* GOAL OF THE EXERCISE *
Return the passage of the article on early robots between "This process was" and "and overturned them.", inclusive, copied word for word.

* DOCUMENT EXTRACT *
※ ※ ※

10 Amazing Robots Built Without Modern Technology
The word “robot” was first coined by Karel Capek in the sci-fi play R.U.R. (“Rossum’s Universal Robots”) to describe an artificial human. It is derived from the Czech word robotnik, meaning “worker.”
Modern robots have kept pace with the digital revolution and advances in artificial intelligence. But basic analog mechanisms that mimic human or animal actions have a long history. Even if you have little or no interest in robotics, these ancient devices mesmerize with their ingenuity. Designed without the benefit of electricity or precision equipment, they are a testament to humanity’s boundless creativity.
10The Moving Statues
Ancient literature is replete with tales of artificial humans. Prominent among these are references to android serving girls in Homer’s Iliad and moving statues crafted by Daedalus, father of the legendary Icarus. The Greeks also relate that the god Hephaistos gave King Minos of Crete a giant metal man named Talos, who defended his kingdom. Talos was nearly indestructible, and its only vulnerability was its ankle, where a pipe carrying fluid ran close to the metal skin. Talos was destroyed when the ankle was punctured and the pipe was cut.
Stories of moving statues in ancient Egypt include one made by priests of Ammon around 1100 B.C. It reportedly chose the next pharaoh by stretching out its arm and selecting a male member of the royal family. Moving statues were obviously very useful as religious propaganda. In Egypt, they were considered the vessels through which the soul was reincarnated.
These machines may have been more than myth. Written documents reveal that ancient Egyptians had enough knowledge of elementary principles of mechanics to build non-digital robots, or automata. The usual method employed an elaborate system of ropes and pulleys. A sacred flame would be lit, heating and expanding the air, thus activating the system.
This process was further developed and refined through the centuries. The Greek Ctesibius of Alexandria built an automaton operated by cams (disc-shaped devices) enabling it to sit or stand as it was moved in a procession. None of Ctesibius’s writings survive, but later ancient engineers refer to his plans for automata powered by hydraulics, steam, and pneumatics. The technology of the age only allowed for limited, repetitive motion, but we can still trace the origin of robots to Ctesibius.
Strictly speaking, Archimedes’s crane-like weapon was not a robot because it needed a crane operator. But the Claw was a precursor to the industrial robotic arm found in modern factories. The Claw lifted enemy ships bodily out of the water and overturned them.
It was employed against the Roman invaders of Syracuse in 213 B.C. The historian Polybius recounted the scene as the Roman ships approached the city’s seaward-facing walls. The giant hand swooped down on a target vessel and “lifted the ship’s prow out of the water and stood it up vertically on its stern.” Then the operator “fastened the machine to make it immovable, and then by some sort of release mechanism, cast off the grappling hook and chain. The ships then either capsized, listed badly, or became filled with confusion and much seawater.”

※ ※ ※

(Dataset items)
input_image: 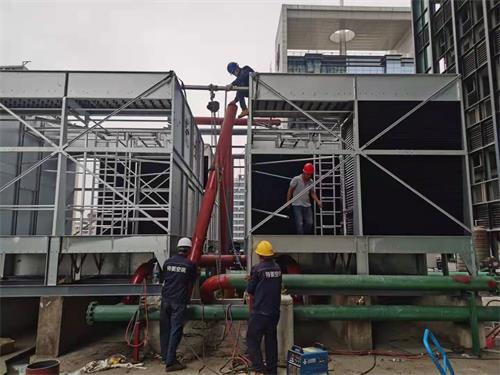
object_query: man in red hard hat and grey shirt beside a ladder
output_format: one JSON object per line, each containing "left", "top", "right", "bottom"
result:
{"left": 286, "top": 163, "right": 321, "bottom": 234}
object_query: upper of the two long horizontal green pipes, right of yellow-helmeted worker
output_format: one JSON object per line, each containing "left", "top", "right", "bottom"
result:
{"left": 219, "top": 274, "right": 497, "bottom": 291}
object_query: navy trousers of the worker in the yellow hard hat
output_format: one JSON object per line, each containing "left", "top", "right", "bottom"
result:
{"left": 247, "top": 314, "right": 279, "bottom": 374}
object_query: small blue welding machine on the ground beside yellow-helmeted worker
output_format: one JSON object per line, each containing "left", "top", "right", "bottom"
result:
{"left": 286, "top": 345, "right": 328, "bottom": 375}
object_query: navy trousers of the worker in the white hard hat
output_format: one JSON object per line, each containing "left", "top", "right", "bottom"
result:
{"left": 160, "top": 299, "right": 187, "bottom": 366}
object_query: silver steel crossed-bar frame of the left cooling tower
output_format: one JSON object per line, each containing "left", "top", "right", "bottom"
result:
{"left": 0, "top": 72, "right": 203, "bottom": 285}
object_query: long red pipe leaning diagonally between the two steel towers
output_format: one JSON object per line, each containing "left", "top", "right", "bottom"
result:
{"left": 188, "top": 104, "right": 237, "bottom": 264}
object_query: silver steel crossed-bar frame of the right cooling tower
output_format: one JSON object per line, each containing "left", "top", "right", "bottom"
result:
{"left": 246, "top": 75, "right": 477, "bottom": 274}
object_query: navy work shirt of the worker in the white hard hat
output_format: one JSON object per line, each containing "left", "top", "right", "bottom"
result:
{"left": 161, "top": 255, "right": 197, "bottom": 304}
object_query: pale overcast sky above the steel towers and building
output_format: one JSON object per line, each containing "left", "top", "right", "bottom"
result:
{"left": 0, "top": 0, "right": 410, "bottom": 116}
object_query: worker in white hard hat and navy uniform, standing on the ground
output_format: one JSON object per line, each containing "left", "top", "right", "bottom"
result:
{"left": 160, "top": 237, "right": 197, "bottom": 372}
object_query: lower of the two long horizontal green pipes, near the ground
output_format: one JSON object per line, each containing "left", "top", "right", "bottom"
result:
{"left": 87, "top": 302, "right": 500, "bottom": 324}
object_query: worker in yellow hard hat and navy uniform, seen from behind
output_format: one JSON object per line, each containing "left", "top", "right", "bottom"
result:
{"left": 247, "top": 241, "right": 281, "bottom": 374}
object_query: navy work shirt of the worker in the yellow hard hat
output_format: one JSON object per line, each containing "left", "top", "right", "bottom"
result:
{"left": 247, "top": 259, "right": 281, "bottom": 316}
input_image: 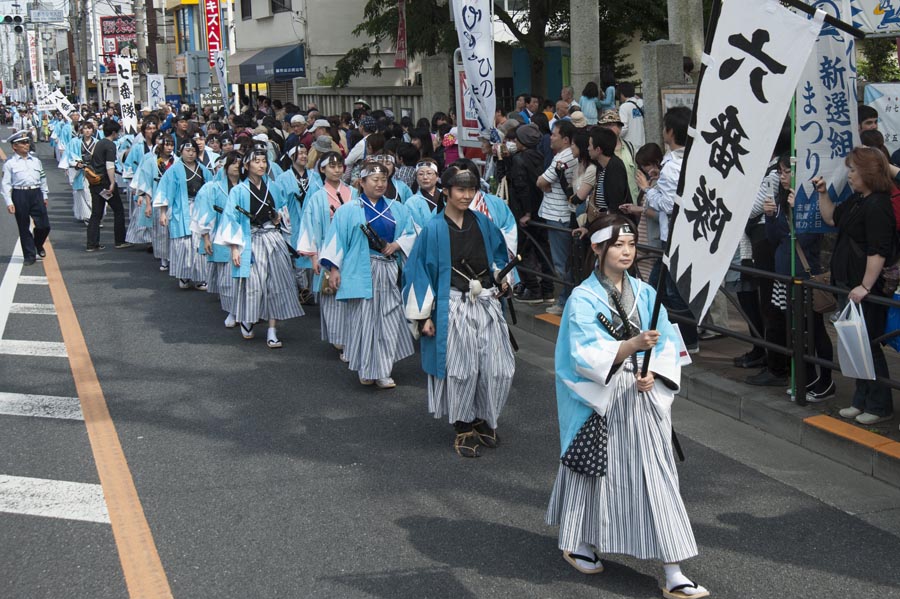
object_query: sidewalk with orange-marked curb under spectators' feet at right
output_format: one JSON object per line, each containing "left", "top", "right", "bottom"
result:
{"left": 516, "top": 303, "right": 900, "bottom": 488}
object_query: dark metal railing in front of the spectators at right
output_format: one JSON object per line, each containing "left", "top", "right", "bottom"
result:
{"left": 518, "top": 221, "right": 900, "bottom": 406}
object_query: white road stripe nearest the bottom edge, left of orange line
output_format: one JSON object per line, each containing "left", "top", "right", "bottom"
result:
{"left": 0, "top": 474, "right": 109, "bottom": 524}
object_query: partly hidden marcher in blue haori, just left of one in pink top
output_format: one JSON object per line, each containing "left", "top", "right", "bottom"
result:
{"left": 275, "top": 144, "right": 318, "bottom": 301}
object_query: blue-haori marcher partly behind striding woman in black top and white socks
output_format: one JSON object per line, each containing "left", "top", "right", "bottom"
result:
{"left": 191, "top": 152, "right": 241, "bottom": 329}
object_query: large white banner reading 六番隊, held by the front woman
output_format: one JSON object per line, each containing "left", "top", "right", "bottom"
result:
{"left": 666, "top": 0, "right": 825, "bottom": 322}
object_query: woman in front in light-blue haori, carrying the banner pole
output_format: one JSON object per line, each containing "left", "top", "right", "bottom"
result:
{"left": 547, "top": 215, "right": 709, "bottom": 599}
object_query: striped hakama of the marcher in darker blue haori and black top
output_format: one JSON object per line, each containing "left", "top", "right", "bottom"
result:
{"left": 428, "top": 289, "right": 516, "bottom": 428}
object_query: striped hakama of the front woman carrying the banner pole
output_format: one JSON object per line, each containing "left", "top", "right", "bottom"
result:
{"left": 546, "top": 362, "right": 697, "bottom": 563}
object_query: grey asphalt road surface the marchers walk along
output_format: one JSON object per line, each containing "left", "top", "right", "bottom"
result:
{"left": 0, "top": 146, "right": 900, "bottom": 599}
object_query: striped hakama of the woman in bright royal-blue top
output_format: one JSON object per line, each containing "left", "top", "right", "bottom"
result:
{"left": 344, "top": 255, "right": 415, "bottom": 380}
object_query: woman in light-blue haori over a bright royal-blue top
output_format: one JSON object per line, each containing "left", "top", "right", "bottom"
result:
{"left": 319, "top": 160, "right": 415, "bottom": 389}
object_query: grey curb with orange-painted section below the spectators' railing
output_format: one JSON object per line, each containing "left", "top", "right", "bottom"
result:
{"left": 517, "top": 314, "right": 900, "bottom": 488}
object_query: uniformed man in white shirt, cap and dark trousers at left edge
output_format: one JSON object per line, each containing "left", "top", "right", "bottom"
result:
{"left": 0, "top": 130, "right": 50, "bottom": 265}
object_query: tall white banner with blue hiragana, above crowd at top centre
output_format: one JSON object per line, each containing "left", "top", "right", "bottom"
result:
{"left": 453, "top": 0, "right": 497, "bottom": 141}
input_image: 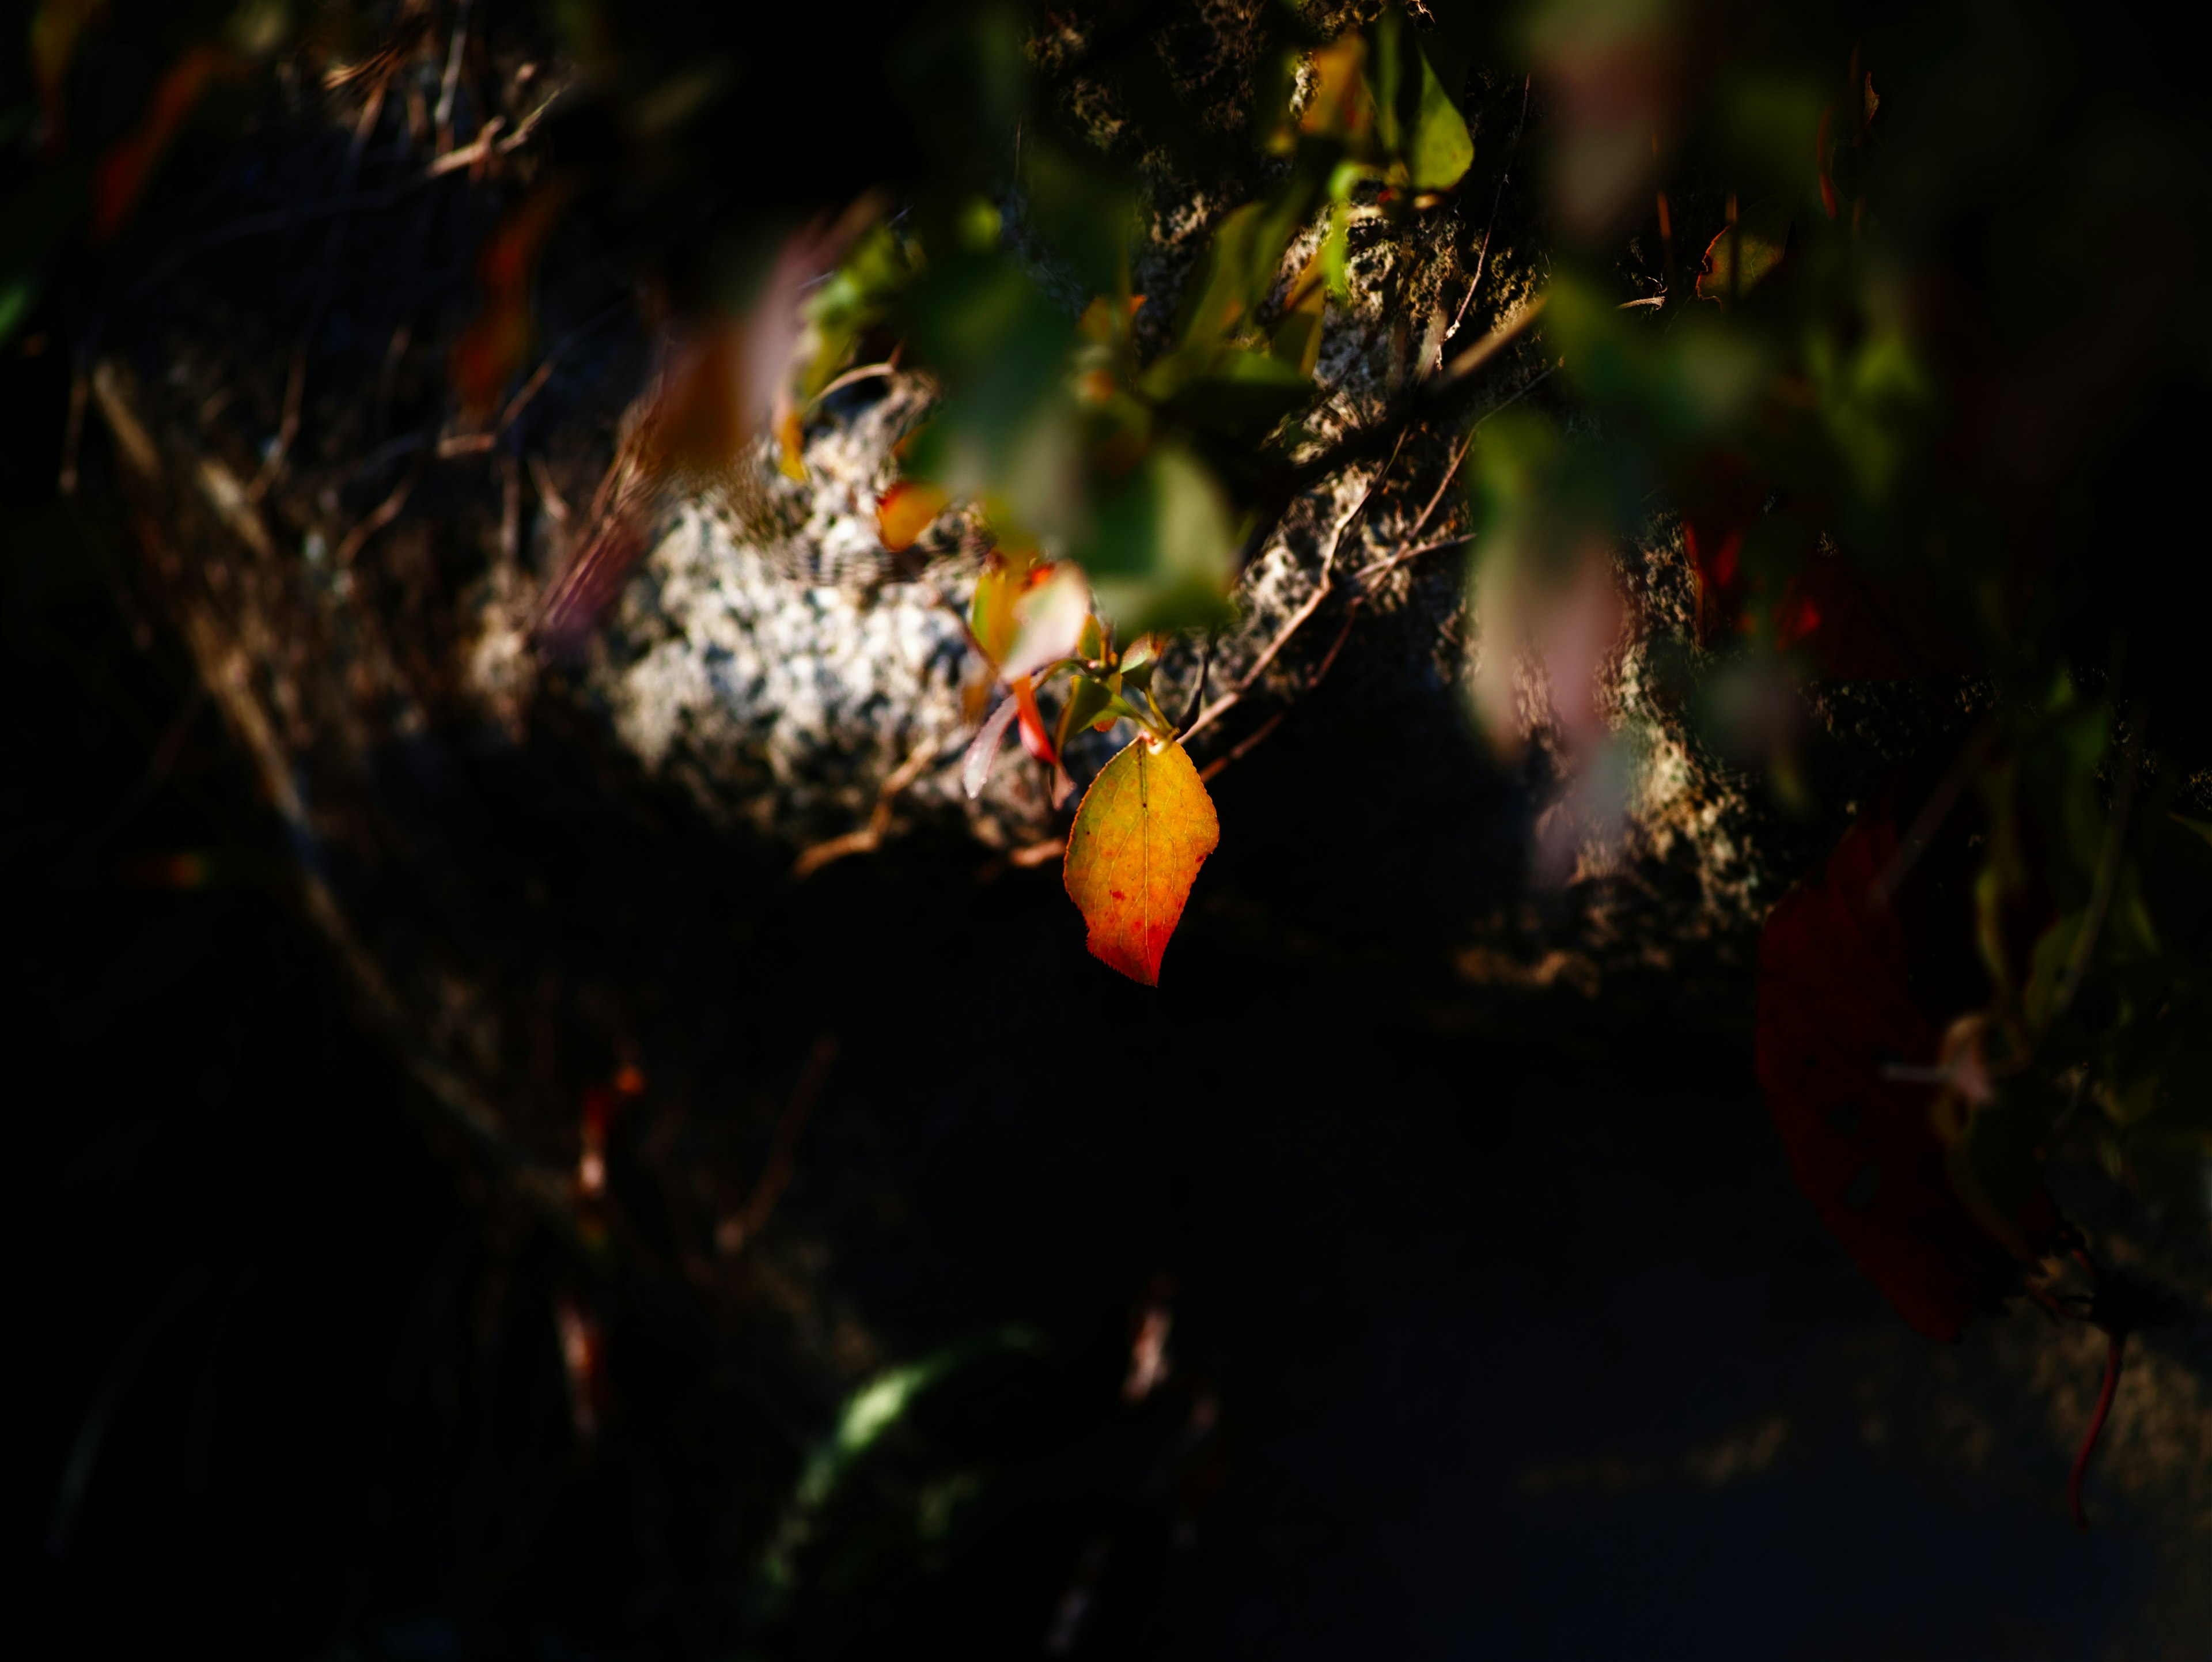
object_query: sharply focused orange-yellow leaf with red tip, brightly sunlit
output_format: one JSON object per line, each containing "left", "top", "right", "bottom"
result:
{"left": 1064, "top": 735, "right": 1221, "bottom": 987}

※ ※ ※

* RESULT OF THIS EXERCISE *
This process was further developed and refined through the centuries. The Greek Ctesibius of Alexandria built an automaton operated by cams (disc-shaped devices) enabling it to sit or stand as it was moved in a procession. None of Ctesibius’s writings survive, but later ancient engineers refer to his plans for automata powered by hydraulics, steam, and pneumatics. The technology of the age only allowed for limited, repetitive motion, but we can still trace the origin of robots to Ctesibius.
Strictly speaking, Archimedes’s crane-like weapon was not a robot because it needed a crane operator. But the Claw was a precursor to the industrial robotic arm found in modern factories. The Claw lifted enemy ships bodily out of the water and overturned them.